_Passage shown:_
# # #
(117a) Simulations of Red Blood Cells As Oxygen Sensors That Control Blood Flow in Microchannels | AIChE

(117a) Simulations of Red Blood Cells As Oxygen Sensors That Control Blood Flow in Microchannels


Niazi Ardekani, M. - Presenter, Stanford university
Shaqfeh, E., Stanford University
Saadat, A., Stanford University
Wan, J., University of California, Davis
An increase in the neural activity of a normal brain is accompanied by an elevation in local blood flow to satisfy the accelerated demand for glucose and oxygen. This is particularly important in cerebral blood flow due to a limited energy reserve that requires tight neurovascular coupling. The partnership between neural activity and local blood flow is termed functional hyperemia. This regulation in blood flow plays a critical role in functional brain imaging and it is believed that defects in functional hyperemia contribute to cognitive decline in multiple neurodegenerative diseases such as Alzheimer's. The mechanisms behind this tight neurovascular coupling remain elusive to this day despite many decades of research. Recent experimental measurements, however, have identified red blood cells (RBCs) as regulators of brain capillary perfusion[1]. These experiments reveal that RBCs respond to a decrease in local oxygen concentration by increasing their deformability thus leading to an increase in the cell velocity in capillaries. It is hypothesized that the change in deformation occurs due to interactions between deoxygenated hemoglobin inside the cells and band 3 proteins in the RBC membrane. In other words, the amount of stored oxygen inside RBCs controls RBC deformability and therefore its capillary velocity.
# # #
_Task set:_
1. Using the passage on red blood cells as oxygen sensors, decide whether each statement agrees with it, answering yes or no and quoting the words that settle it. (a) The partnership between neural activity and local blood flow is called functional hyperemia. (b) The mechanisms behind neurovascular coupling are now well understood. (c) Red blood cells become less deformable when local oxygen concentration drops.
2. Proceed with the passage on red blood cells as oxygen sensors, writing on from its last sentence.
# # #
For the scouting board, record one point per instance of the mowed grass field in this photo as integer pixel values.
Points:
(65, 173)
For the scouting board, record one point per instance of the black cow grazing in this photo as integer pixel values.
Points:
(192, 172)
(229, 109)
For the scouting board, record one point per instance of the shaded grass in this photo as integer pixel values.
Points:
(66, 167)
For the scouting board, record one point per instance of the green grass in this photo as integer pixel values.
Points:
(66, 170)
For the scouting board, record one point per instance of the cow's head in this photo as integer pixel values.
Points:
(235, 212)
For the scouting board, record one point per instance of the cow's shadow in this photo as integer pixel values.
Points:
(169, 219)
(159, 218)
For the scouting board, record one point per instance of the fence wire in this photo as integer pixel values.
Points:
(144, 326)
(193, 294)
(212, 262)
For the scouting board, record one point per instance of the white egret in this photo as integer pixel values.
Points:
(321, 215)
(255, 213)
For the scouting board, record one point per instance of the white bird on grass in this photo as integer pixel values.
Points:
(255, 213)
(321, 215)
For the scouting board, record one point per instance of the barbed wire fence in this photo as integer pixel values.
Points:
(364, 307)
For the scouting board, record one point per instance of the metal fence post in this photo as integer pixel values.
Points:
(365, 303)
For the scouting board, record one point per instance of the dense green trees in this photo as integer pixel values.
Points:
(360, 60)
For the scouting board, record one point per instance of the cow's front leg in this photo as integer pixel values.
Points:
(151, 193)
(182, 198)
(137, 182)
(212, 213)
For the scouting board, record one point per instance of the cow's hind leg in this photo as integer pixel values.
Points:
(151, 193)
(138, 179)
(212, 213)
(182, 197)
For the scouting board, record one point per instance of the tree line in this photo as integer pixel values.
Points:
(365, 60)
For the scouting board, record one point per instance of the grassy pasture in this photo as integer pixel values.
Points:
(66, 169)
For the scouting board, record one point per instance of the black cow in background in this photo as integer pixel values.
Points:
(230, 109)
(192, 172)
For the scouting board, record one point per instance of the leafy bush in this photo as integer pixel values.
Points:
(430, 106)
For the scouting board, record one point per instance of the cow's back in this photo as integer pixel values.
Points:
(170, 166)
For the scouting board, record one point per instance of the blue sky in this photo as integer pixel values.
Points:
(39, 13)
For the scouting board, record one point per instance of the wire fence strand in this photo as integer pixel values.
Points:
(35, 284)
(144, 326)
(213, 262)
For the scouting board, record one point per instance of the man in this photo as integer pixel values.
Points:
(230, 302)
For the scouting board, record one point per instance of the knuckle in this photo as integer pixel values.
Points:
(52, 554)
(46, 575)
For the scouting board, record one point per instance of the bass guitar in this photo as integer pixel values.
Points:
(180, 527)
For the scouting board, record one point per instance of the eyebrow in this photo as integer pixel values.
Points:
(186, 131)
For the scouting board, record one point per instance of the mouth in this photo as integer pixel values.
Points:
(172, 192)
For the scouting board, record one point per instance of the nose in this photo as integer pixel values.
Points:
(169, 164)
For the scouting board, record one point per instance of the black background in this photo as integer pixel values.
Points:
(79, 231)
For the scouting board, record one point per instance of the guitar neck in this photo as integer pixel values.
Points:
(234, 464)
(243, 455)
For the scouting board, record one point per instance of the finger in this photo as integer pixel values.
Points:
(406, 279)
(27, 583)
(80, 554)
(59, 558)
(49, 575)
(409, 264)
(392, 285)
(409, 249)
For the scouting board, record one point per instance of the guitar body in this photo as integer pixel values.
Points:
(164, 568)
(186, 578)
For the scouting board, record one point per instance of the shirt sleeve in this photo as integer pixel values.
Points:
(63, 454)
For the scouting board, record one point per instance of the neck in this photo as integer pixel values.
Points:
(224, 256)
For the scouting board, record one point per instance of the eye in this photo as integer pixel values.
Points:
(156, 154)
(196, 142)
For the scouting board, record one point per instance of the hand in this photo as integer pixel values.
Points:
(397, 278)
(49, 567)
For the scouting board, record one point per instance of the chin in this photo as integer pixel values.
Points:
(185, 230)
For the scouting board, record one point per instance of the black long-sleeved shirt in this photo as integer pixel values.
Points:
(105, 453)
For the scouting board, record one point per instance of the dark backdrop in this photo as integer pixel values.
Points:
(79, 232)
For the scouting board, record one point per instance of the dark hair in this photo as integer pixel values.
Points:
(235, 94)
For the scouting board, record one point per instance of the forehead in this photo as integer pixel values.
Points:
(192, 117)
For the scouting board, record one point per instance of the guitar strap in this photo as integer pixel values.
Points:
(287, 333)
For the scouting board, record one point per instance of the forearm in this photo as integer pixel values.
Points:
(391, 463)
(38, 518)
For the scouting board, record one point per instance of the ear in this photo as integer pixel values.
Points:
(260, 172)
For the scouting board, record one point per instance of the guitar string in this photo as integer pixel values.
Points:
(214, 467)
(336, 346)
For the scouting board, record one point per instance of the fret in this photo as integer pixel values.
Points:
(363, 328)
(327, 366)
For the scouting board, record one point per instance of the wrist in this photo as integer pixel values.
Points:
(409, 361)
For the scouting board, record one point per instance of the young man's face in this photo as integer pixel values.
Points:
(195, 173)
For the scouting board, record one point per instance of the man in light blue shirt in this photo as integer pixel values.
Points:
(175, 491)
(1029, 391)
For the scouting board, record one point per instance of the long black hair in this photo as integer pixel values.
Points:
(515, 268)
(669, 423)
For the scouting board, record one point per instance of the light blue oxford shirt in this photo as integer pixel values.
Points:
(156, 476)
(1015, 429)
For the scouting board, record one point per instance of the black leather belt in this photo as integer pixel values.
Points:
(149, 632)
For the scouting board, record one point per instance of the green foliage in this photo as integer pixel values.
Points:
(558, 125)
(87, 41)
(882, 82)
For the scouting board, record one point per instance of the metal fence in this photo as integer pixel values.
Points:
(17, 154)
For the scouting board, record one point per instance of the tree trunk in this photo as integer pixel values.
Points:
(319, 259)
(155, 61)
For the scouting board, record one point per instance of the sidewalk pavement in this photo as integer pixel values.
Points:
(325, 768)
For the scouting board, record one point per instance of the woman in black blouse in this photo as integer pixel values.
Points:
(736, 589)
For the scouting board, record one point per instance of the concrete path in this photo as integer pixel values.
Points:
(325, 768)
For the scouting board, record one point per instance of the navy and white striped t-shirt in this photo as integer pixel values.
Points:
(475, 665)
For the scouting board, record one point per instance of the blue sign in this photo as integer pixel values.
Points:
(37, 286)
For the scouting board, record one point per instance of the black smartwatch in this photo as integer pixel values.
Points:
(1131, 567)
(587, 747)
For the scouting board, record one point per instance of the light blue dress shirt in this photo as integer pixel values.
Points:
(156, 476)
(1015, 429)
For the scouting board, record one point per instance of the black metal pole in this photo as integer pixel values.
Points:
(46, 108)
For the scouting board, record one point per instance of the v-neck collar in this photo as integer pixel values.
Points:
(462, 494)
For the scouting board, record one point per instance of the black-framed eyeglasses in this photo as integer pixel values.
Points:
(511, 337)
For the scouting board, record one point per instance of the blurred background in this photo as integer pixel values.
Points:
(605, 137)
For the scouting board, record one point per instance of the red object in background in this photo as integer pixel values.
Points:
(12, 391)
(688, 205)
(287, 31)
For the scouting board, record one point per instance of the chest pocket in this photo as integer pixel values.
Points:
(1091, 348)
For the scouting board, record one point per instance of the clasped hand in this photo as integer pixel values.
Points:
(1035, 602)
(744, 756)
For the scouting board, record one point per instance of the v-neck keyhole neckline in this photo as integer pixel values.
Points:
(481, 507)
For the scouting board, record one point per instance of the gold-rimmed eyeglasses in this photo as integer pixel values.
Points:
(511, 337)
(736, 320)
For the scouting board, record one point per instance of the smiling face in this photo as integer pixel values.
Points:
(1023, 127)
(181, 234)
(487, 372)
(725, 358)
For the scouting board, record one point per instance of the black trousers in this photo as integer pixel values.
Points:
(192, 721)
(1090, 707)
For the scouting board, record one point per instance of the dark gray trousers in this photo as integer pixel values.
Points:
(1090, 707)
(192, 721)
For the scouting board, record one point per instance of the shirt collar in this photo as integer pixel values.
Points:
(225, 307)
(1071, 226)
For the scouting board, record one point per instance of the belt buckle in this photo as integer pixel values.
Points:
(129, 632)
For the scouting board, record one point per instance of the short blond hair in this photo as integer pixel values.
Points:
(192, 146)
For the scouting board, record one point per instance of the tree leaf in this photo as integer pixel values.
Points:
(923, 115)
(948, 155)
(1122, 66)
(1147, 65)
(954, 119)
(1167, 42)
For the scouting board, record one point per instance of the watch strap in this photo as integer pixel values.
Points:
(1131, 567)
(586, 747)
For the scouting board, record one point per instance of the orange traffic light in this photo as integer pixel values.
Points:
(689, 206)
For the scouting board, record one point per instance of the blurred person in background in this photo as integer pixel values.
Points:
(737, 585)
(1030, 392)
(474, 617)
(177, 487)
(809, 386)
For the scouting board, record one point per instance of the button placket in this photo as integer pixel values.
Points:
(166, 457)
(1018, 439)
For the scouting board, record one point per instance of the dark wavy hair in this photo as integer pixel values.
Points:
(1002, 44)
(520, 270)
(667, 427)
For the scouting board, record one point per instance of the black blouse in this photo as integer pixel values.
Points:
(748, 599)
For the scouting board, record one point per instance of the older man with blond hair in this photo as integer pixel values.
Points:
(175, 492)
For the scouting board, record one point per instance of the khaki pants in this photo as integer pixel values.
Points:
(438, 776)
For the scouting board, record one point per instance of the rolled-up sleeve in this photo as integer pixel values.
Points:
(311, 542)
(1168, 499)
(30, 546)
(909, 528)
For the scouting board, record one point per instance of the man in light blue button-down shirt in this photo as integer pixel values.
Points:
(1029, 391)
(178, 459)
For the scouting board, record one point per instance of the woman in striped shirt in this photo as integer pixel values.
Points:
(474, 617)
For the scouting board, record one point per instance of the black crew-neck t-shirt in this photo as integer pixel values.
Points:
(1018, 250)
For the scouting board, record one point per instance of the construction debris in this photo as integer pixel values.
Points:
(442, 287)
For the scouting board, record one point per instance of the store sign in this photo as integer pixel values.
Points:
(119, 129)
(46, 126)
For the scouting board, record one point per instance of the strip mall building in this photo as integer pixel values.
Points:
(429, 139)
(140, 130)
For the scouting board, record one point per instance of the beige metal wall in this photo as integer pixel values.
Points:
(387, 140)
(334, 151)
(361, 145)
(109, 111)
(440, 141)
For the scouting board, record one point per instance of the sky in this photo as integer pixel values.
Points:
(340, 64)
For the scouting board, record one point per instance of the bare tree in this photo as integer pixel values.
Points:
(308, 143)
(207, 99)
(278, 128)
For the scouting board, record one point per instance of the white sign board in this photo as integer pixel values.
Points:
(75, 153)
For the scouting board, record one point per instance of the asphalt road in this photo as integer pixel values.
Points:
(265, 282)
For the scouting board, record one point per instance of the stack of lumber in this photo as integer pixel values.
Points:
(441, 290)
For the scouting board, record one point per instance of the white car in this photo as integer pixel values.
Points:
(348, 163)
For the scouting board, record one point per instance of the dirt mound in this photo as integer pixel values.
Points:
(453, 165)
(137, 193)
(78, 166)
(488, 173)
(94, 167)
# # #
_Solved tasks:_
1.
(a) Yes: "The partnership between neural activity and local blood flow is termed functional hyperemia."
(b) No: "The mechanisms behind this tight neurovascular coupling remain elusive to this day despite many decades of research."
(c) No: "RBCs respond to a decrease in local oxygen concentration by increasing their deformability"

2.
Following the results of these recent experiments, a numerical model is developed in this study to capture the purported dynamics of RBCs by varying the cell deformability as a function of stored oxygen inside the cell (Fig. 1). A previously described [2] immersed finite element method combined with a finite-volume incompressible flow solver is employed to determine the dynamics of RBC suspensions while the oxygen transport across the cell interface is modeled as a volumetric absorption/emission process characterized by simple first-order kinetics. Within this model, the oxygen concentration at the cell surface is absorbed/released at a rate described by the reaction rate, k, until equilibrium is reached according to the oxygen-hemoglobin dissociation curve. k is estimated from the reported time duration that cells require to release a certain amount of stored oxygen, which is available from the aforementioned experiments. After the equilibrium is reached, the cell flexibility remains unchanged and no oxygen transport takes place across the cell interface.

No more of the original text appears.